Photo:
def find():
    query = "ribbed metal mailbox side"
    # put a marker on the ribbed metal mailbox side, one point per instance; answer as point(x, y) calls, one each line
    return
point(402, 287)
□ □ □ □ □
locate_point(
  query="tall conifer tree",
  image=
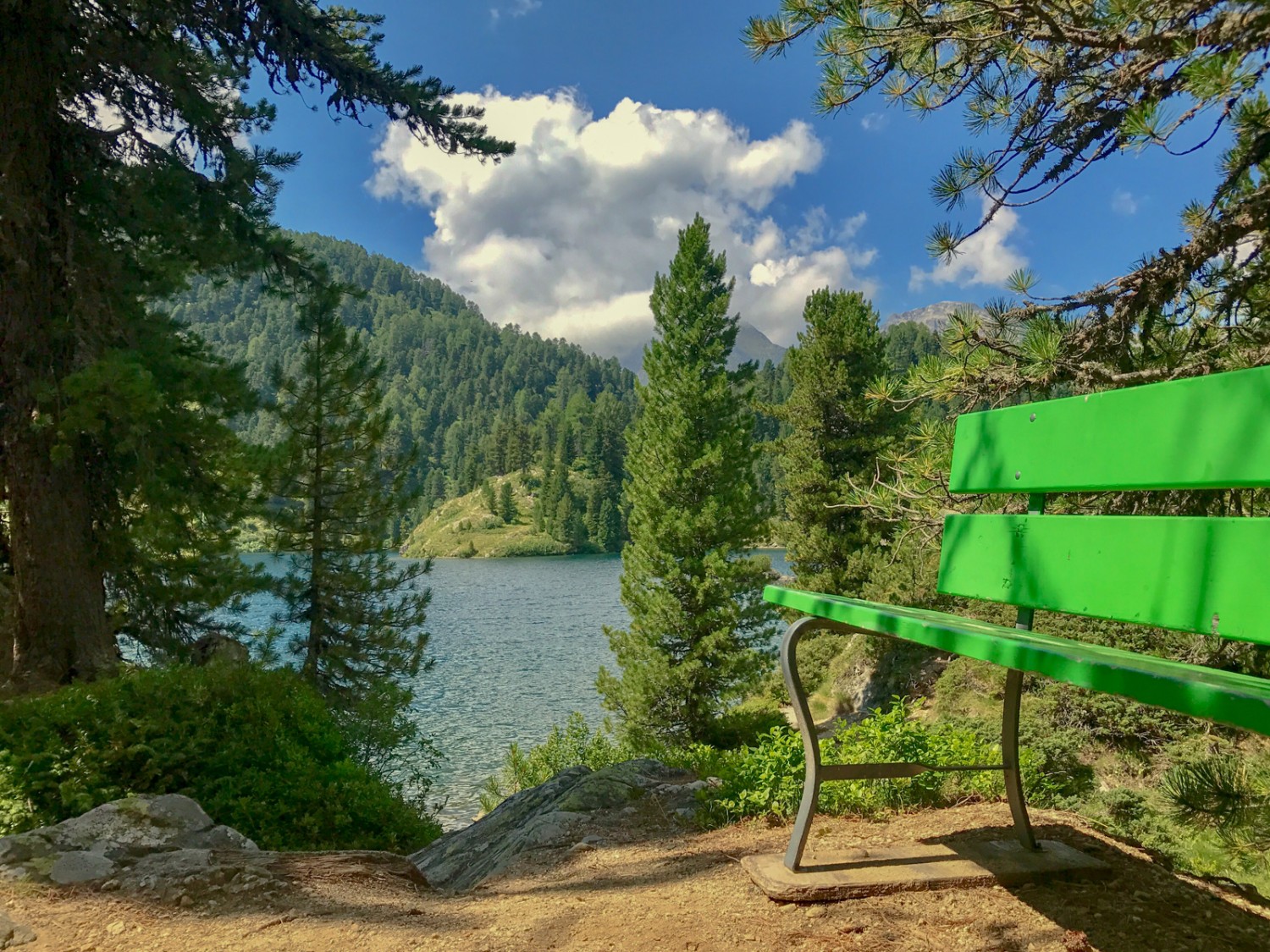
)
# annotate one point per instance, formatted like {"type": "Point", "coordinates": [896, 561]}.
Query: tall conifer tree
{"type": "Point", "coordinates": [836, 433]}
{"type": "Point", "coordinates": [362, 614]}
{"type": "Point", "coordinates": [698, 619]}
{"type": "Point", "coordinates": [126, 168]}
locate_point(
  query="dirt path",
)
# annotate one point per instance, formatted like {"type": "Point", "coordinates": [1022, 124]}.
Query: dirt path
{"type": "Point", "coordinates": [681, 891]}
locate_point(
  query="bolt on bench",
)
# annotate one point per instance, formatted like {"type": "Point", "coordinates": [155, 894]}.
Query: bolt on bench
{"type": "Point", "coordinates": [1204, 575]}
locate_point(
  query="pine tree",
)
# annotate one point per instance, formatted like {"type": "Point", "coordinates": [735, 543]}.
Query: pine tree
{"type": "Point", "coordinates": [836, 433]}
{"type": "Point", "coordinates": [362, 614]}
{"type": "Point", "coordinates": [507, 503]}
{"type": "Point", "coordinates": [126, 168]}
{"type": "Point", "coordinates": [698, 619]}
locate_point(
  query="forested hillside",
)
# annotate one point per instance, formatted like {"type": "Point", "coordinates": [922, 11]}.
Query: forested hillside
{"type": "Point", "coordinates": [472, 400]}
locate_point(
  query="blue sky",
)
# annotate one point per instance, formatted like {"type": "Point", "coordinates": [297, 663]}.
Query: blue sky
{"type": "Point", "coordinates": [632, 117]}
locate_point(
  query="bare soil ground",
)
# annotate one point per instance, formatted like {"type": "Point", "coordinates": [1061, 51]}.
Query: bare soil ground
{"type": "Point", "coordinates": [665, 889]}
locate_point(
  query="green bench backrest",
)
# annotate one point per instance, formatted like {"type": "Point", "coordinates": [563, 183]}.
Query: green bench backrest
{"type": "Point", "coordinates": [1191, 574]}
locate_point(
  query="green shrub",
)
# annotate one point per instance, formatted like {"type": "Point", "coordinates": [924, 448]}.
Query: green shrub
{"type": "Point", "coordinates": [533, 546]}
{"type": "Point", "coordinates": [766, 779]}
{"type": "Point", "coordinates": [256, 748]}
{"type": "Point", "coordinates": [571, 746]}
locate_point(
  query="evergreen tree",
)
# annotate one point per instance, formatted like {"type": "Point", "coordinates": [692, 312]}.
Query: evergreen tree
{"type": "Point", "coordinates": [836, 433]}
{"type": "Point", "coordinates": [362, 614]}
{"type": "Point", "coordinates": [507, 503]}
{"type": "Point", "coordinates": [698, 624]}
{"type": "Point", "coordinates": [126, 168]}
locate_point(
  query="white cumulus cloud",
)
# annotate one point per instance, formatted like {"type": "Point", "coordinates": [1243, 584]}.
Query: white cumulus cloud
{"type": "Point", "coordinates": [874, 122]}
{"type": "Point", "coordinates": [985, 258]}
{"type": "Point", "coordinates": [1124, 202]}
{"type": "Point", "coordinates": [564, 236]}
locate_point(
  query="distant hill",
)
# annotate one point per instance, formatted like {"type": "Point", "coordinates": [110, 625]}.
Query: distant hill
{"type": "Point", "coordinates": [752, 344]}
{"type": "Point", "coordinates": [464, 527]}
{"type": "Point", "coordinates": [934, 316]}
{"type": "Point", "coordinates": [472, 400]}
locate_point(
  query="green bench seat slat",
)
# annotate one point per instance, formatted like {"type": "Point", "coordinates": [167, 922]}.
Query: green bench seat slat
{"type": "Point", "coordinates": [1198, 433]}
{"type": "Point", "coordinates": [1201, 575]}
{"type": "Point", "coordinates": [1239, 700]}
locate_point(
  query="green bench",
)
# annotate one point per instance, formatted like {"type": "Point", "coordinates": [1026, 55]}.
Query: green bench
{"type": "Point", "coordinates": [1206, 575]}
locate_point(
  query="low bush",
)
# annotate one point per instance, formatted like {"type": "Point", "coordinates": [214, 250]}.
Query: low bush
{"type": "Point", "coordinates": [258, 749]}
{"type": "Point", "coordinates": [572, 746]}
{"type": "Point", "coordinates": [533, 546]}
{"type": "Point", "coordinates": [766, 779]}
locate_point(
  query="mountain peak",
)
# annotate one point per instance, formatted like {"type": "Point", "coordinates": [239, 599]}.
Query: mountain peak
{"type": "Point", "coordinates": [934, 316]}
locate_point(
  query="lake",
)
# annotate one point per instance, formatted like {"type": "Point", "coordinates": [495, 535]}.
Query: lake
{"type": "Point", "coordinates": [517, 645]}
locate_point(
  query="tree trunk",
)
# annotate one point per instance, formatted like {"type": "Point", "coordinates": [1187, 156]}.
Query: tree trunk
□ □ □ □ □
How many lines of the records above contain the word "cumulus"? Give only the number.

2